**Stated problem**:
Can you update the listing below by changing "flat cap" to "knit beanie", keeping everything else the same and omitting the pictures?

**Working data**:
· · · · ·
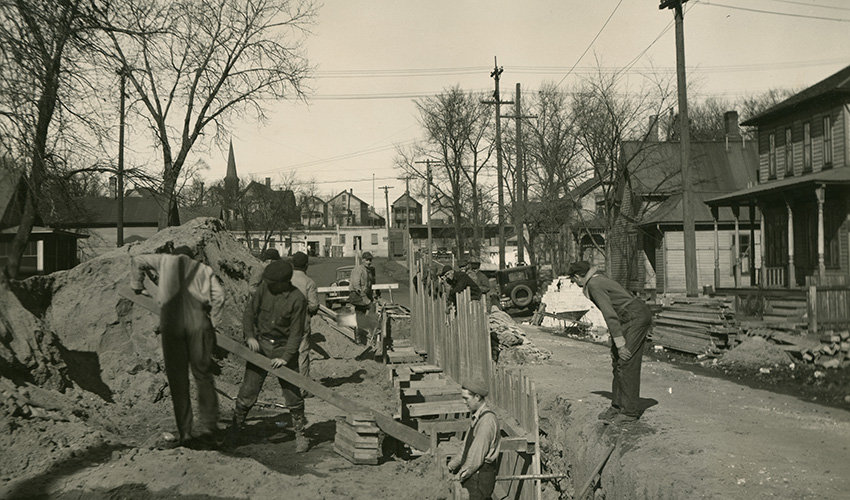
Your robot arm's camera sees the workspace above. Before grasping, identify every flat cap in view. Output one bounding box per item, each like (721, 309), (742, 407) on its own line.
(292, 252), (309, 269)
(567, 260), (590, 276)
(463, 379), (490, 398)
(263, 260), (292, 283)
· · · · ·
**Result for this task**:
Your robot arm's camera sees the workspace above. Before grasping, identify every knit beanie in view. Output one bounding box per item, each like (721, 309), (742, 407) on its own line.
(292, 252), (309, 269)
(567, 260), (590, 276)
(463, 379), (490, 398)
(263, 260), (292, 283)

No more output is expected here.